Goal —
Rewrite the items below with every "scarf" swapped for "beanie" and nothing else altered. Omit the pictures from your output.
-------- Listing
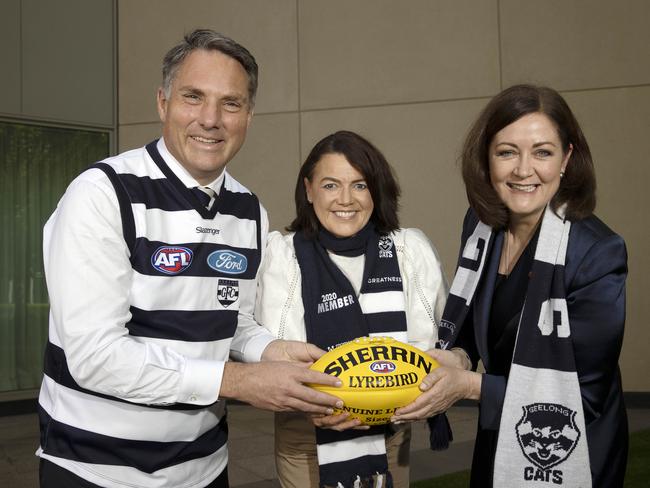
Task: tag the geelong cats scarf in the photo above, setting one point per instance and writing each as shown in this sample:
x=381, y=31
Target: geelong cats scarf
x=542, y=437
x=335, y=315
----------------
Result for this exercise —
Task: tag the geelong cats beanie in the photo above, setting one point per instance and writing each as shown in this sample:
x=381, y=31
Target: geelong cats beanie
x=542, y=437
x=335, y=315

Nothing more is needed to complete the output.